◆ Records ◆
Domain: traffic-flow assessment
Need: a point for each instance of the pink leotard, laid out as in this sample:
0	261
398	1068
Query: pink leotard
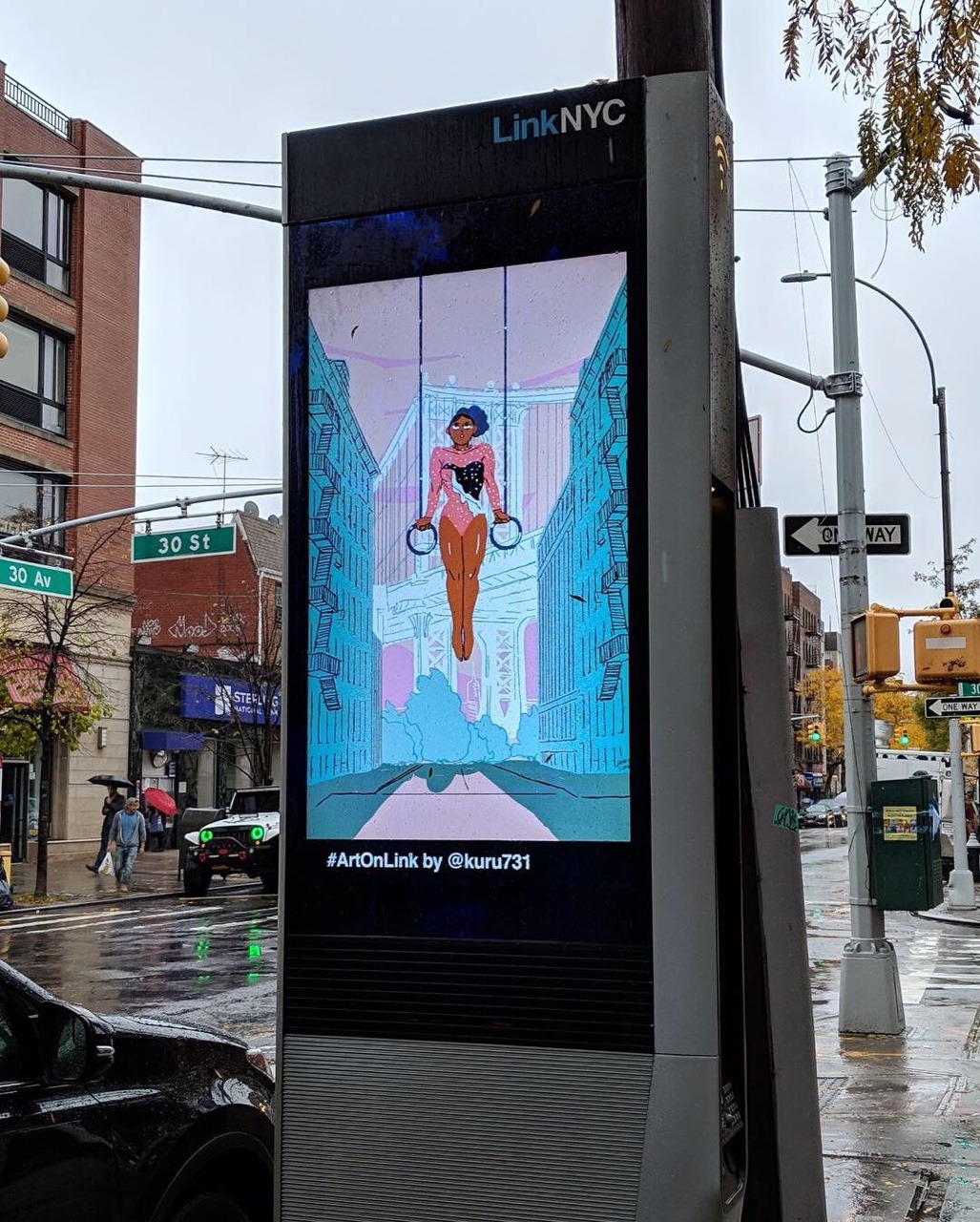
462	502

◆ Prompt ◆
Can you rewrite all the entries with "pink leotard" changed to "red swimsuit" and everything else kept the same? Leave the pictures out.

◆ Written answer ◆
Domain: traffic-flow assessment
Need: a point for each instance of the red swimsuit, laid out as in this sample:
0	261
398	1068
Query: red swimsuit
462	502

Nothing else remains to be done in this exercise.